**** DATA TO EXAMINE

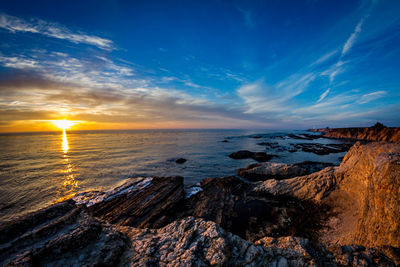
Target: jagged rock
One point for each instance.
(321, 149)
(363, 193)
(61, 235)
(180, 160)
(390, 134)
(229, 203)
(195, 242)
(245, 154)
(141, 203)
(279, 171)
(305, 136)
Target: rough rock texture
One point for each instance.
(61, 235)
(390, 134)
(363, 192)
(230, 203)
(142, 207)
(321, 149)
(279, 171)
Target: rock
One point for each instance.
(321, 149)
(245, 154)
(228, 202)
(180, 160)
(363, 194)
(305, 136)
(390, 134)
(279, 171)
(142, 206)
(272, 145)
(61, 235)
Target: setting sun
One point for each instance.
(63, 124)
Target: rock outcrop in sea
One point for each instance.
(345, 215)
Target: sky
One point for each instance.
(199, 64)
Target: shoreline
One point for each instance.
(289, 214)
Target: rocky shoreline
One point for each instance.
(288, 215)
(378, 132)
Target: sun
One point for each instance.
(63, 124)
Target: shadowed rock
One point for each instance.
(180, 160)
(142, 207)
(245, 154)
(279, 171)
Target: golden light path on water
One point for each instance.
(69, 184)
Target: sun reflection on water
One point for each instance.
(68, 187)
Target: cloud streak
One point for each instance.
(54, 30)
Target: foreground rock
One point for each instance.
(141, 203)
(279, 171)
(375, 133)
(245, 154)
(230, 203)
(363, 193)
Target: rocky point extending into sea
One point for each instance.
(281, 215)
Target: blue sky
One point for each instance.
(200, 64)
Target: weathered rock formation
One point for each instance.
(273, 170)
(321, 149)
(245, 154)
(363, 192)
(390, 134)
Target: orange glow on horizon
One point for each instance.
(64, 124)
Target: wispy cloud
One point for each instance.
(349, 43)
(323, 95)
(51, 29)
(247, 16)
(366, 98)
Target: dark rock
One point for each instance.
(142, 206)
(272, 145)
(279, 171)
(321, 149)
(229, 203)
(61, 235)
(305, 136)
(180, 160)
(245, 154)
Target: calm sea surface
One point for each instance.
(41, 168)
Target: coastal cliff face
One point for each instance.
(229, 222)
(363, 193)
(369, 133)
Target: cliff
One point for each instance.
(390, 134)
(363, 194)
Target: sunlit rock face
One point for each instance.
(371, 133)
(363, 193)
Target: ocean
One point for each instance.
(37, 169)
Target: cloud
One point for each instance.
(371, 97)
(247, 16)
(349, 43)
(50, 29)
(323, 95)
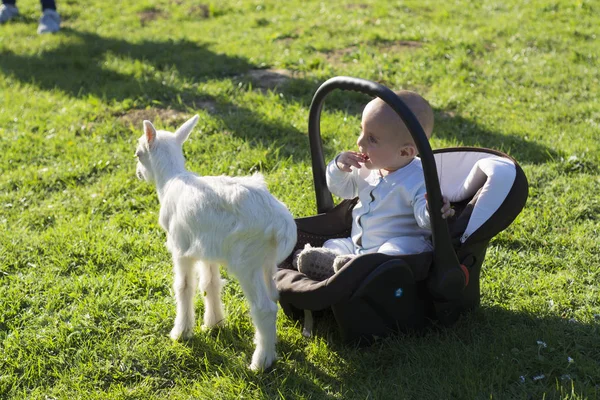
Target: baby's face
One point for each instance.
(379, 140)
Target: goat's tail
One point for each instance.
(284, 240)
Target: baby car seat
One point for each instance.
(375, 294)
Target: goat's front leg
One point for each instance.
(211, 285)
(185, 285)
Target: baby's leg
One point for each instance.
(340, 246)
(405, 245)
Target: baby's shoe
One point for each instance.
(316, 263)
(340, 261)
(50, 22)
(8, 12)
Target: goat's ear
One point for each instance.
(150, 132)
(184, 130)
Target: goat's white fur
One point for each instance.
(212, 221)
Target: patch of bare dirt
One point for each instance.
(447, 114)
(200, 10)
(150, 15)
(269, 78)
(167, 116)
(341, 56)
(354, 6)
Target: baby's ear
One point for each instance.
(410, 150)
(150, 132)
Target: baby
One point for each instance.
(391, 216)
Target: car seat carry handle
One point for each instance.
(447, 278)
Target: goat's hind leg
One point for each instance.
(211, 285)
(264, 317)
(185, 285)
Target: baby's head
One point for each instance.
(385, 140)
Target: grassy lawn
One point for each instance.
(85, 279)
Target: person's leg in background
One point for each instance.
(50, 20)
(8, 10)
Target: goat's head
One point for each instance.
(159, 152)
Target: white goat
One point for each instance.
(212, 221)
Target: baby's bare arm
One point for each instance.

********

_REQUIRED WORK_: Return only the number of lines in the entries above that contain the word "shoreline".

_THE COMPLETED TASK_: 2